### Point placement items
----------------

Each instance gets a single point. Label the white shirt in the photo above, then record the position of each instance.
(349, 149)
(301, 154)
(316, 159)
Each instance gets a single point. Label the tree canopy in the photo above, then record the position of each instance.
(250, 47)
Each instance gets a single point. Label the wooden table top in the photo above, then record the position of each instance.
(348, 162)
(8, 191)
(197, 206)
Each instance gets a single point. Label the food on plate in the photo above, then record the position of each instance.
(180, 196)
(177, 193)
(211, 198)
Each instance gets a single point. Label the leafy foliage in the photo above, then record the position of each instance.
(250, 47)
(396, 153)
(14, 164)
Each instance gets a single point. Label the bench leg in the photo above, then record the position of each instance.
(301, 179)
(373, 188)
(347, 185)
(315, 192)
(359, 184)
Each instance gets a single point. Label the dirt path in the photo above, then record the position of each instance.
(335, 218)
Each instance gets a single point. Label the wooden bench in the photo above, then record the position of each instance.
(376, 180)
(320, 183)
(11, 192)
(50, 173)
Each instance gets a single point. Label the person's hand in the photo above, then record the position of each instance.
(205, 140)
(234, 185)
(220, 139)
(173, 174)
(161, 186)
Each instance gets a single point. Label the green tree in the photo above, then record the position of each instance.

----------------

### TASK TO COMPLETE
Write out all of the items above again, reproducing every line without alteration.

### FINAL RESULT
Each instance gets a single point. Label the white shirt in the photo above, then record the position of each instance.
(349, 149)
(301, 154)
(316, 159)
Each instance gets a single point. Label the tree canopy in the photo above, then record the position of each instance.
(250, 47)
Each instance gets a single point. Label the wooden table top in the photo above, then record the position of each instance.
(348, 162)
(8, 191)
(197, 206)
Each instance gets a single point. Label the food on plate in the photo above, then record the position of each instance.
(180, 196)
(177, 193)
(211, 198)
Each instance gets a single point. Label the leafy foliage in the photo above, then record the position of each instance.
(250, 47)
(396, 153)
(14, 164)
Each instance gets a single point. Label the bench leg in the photo above, then record the position of each instance.
(301, 179)
(373, 188)
(347, 185)
(315, 192)
(359, 184)
Each instance gets a single point. Label the dirt path in the photo above, then record the position of each instance.
(335, 218)
Each instance gets a single point. Label the wooden bench in the photo above, then record the position of each instance.
(376, 180)
(320, 183)
(11, 192)
(50, 173)
Each instance gets a single point. Label the person's hand in the photo above, then record the position of each instance.
(205, 140)
(234, 185)
(220, 139)
(173, 174)
(161, 186)
Each instance gets a single point. Label the green tree in the photo above, then record the position of each instance.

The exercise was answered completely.